Selected passage
*-*-*
Thursday 23 August 2012

IS IT AMNESIA OR ALZHEIMER'S?

Read on if you could possibly spare a precious second to take a break and reason or worry about your memory or someone else's.

Success is not measured by what you accomplish, but by the opposition you have encountered, and the courage with which you have maintained the struggle against overwhelming odds.

Memory loss can have many and significant effects, consequences and horrifying causes on a persons life and functional abilities, such a colossal change stresses the magnitude of early diagnoses of whatever could onset the life threatening of a personality.


The best way to succeed in life is to act on the advice we give to others.

Always remember dementia is generally used to describe a group of symptoms, including a decline in judgement and understanding, memory loss, confusion and mood changes.

Basically, Alzheimer's is a disease that causes dementia, by far the common cause of dementia, other diseases include vascular dementia, dementia with Lewy bodies,Frontotemporal dementia and many more.
*-*-*
Supplied records
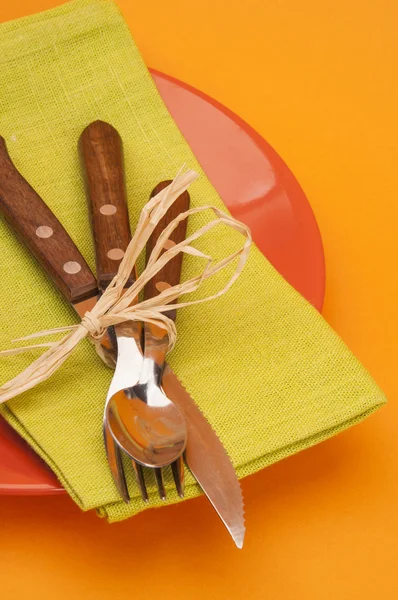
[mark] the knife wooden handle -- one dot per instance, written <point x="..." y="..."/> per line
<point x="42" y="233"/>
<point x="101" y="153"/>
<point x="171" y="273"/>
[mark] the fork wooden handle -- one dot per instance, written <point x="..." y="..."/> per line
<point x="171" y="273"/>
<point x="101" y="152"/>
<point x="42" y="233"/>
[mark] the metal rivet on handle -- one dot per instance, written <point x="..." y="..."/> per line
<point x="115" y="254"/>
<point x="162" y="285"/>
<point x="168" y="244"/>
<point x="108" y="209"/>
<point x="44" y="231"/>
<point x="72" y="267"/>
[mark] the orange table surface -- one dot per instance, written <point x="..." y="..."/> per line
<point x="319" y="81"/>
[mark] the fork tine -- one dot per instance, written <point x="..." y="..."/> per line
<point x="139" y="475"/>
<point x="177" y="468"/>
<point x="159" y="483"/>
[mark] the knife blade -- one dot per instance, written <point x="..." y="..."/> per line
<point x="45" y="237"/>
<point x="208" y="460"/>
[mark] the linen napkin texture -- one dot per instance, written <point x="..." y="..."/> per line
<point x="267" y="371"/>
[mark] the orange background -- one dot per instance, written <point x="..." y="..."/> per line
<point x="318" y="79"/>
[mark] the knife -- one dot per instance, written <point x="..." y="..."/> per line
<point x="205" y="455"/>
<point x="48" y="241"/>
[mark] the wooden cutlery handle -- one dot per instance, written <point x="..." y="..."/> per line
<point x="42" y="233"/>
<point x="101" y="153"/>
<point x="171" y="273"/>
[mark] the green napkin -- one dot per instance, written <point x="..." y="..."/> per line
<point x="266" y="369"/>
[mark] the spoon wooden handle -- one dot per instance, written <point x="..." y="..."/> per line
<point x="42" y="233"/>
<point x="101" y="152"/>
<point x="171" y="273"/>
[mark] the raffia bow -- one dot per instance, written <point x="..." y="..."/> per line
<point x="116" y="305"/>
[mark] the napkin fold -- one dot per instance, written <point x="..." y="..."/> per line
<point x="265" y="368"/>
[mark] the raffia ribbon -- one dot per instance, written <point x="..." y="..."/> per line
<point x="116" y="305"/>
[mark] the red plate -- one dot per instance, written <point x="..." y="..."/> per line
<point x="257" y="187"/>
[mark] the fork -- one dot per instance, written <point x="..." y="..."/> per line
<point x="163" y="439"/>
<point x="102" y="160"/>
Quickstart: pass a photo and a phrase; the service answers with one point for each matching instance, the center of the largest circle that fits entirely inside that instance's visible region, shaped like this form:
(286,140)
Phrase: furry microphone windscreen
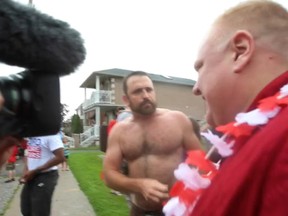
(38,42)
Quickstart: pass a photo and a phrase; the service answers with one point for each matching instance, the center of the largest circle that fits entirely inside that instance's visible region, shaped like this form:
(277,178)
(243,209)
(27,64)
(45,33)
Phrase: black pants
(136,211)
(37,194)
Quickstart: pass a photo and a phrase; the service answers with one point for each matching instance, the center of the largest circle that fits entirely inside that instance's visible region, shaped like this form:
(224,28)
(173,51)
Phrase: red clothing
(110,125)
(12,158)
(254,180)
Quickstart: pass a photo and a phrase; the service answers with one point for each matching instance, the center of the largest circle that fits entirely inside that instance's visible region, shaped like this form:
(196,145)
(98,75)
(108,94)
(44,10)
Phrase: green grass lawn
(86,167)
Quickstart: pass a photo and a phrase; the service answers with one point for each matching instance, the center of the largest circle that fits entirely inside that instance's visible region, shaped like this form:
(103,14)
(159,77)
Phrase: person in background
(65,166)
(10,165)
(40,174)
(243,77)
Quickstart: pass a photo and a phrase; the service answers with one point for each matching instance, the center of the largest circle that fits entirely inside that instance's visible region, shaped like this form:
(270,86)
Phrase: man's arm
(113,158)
*-*-*
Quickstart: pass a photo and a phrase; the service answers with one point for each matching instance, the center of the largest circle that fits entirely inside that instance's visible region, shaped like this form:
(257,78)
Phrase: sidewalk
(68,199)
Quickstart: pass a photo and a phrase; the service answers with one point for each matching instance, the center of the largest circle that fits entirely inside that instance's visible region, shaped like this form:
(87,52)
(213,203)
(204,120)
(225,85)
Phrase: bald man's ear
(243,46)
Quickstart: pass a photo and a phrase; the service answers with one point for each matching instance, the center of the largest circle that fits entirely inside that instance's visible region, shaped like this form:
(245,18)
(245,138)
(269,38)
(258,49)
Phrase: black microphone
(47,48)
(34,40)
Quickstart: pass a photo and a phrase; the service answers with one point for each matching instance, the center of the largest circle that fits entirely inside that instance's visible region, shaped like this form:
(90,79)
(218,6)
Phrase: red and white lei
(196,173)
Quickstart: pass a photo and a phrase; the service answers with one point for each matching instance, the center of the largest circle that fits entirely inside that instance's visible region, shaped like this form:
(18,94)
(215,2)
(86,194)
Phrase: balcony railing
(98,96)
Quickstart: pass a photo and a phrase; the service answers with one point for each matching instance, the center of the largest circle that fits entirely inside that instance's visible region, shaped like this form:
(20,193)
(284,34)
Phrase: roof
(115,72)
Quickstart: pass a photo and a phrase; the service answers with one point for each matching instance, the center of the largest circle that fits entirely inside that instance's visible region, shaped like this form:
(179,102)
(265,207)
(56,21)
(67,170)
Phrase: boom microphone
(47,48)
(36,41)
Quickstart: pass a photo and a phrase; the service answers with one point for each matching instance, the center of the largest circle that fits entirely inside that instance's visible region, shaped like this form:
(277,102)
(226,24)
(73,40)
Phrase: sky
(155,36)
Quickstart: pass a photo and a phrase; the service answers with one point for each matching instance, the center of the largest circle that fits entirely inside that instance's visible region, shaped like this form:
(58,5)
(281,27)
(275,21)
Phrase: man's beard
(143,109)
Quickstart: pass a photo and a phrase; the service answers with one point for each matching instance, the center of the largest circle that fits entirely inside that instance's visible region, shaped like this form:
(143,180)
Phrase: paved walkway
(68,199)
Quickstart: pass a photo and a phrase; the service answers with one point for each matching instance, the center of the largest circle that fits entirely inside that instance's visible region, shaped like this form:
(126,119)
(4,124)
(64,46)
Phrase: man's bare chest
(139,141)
*-*-*
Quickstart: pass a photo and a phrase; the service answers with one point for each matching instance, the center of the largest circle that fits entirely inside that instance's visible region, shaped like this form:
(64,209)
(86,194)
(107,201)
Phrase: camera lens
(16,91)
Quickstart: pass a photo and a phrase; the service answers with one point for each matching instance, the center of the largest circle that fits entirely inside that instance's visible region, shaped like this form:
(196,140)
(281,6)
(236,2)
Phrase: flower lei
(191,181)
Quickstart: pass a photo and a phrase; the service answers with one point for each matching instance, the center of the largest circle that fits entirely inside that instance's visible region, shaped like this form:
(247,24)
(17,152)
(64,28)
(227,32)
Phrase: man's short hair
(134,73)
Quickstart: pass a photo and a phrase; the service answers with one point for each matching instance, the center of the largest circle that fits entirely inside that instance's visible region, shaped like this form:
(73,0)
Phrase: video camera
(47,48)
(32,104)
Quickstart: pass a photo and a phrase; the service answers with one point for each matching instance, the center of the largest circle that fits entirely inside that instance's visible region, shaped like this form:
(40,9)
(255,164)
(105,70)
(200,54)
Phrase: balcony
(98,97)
*-*-*
Instructions
1) According to the memory-loss post, why is early diagnosis so important?
2) According to the memory-loss post, what is by far the most common cause of dementia?
3) Reproduce the memory-loss post from "Memory loss can" to "and mood changes.".
The items come from a different source than the memory-loss post.

Answers in order
1) Memory loss can have many significant effects on a person's life and functional abilities. The post says such a colossal change shows how much early diagnosis matters.

2) Alzheimer's disease.

3)
Memory loss can have many and significant effects, consequences and horrifying causes on a persons life and functional abilities, such a colossal change stresses the magnitude of early diagnoses of whatever could onset the life threatening of a personality.


The best way to succeed in life is to act on the advice we give to others.

Always remember dementia is generally used to describe a group of symptoms, including a decline in judgement and understanding, memory loss, confusion and mood changes.